> [STATED TASK]: Pick up the review of the horror film Weapons below and continue writing it from its final sentence.

You know that reel with cats where one of the cats is about to commit some mischief that you are very sure it's going to do, then it pulls a hilarious last-minute improvisation when it realises the other cat (or human) is about to catch it red-handed? Well, Weapons is akin to watching one of those reels, but with a small difference. It will generate some chills first before making you laugh. You expect something to happen soon, and you're anxiously watching the buildup to that moment you expect to happen, but then it upends that expectation with a smug expression — and I mean in the best way possible.
There are scenes in Weapons that made me laugh quite a bit, and that's not something you expect a horror film to do. I'm not talking about unintentionally funny. I mean situations that are genuinely funny while something scary is happening simultaneously. Now that's something you don't see often. I was looking forward to Weapons with plenty of excitement because I loved Zach Cregger's previous horror film, Barbarian. Among the main reasons I loved it is its ingenious storytelling, which involves the ability to keep you guessing what sort of ominous activity is exactly happening around the characters, but also who the "hero" or "heroine" of the story is.
Those who have seen Barbarian will know how Cregger hits us with an unforeseen development midway through the film that completely catches us off guard. Weapons does this more than once, even though it's not as grim as the former. Without giving anything away, it begins with a baffling event: the disappearance of all children, except for one, from the classroom taught by a teacher named Justine, played by Julia Garner ("Ozark"). The irate parents of the missing children, naturally, point all their fingers at Justine. Did she have anything to do with this? Is it some supernatural event? Is it a creature or another human being behind all this?
Cregger gives you most of the answers; not all of them. That, I'd say, is a good quality for a horror film, because after you get out of the theatre, you're still thinking about some of the unresolved mysteries, but also immensely satisfied at some of the hilariously wild, cathartic developments that happen in the end. Because until that point, you're not thinking about whether we could make such bold storytelling choices inside a horror movie.
It's not something that even Cregger did in Barbarian, which was, by the way, one supremely dark, disquieting horror film. However, in that too, Cregger attempted something no other horror film did before — making us feel briefly empathetic towards the so-called "terrifying antagonist".

(Dataset records on object locations)
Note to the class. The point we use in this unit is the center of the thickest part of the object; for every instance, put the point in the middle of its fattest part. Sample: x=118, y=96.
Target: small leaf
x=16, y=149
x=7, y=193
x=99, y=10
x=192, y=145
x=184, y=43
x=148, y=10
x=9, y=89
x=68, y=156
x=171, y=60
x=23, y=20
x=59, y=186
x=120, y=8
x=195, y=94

> [OUTPUT OF THE TASK]:
Weapons, however, knows whose side it's supposed to take. And it takes a while to get us to realise which character(s) we are supposed to root for, even though it doesn't make a lot of effort to get us close to them, enough to feel a sort of kinship.
In that regard, I would say Weapons is the horror movie equivalent of Pulp Fiction. You enjoy watching these characters, but don't feel close to them. You are more interested in seeing how their paths cross in the most unexpected ways and how they manage to get out of the mess created by all the twists and turns beyond their control.
Quentin Tarantino was the first name that came to my mind for one more reason: a non-linear narrative, split by multiple chapters; in this case, named after the key players. Now you might be wondering if it's something like Strange Darling, which came out last year, also a non-linear thriller told through chapters. It's not. That was a film that gave us all the answers, irrespective of the non-linear trickery.
Weapons is relatively more wicked in its design, with a wicked sense of humour to go along with it. What makes everything more interesting is how it delves into occasionally surreal territories that get you wondering if everything is an allegory for something else, in the same way that storytellers like Stephen King, Stanley Kubrick, Jordan Peele or David Lynch did before. There's a reason I mentioned these four names. Anyone familiar with their works should recognise a few tributes here and there. This is easily the best horror film I've seen this year since Sinners. All that pre-release hype, I'd say, is justified.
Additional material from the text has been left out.